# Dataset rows

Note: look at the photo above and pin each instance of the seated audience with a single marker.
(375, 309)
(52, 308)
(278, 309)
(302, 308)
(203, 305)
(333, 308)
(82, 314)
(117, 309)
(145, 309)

# Goal
Rewrite the data above with "seated audience" replaced by "seated spectators", keeping everything else the same.

# Reply
Note: look at the photo above and pin each instance of the seated spectators with a single marker.
(375, 309)
(52, 308)
(278, 309)
(302, 308)
(203, 305)
(333, 308)
(82, 314)
(117, 309)
(145, 309)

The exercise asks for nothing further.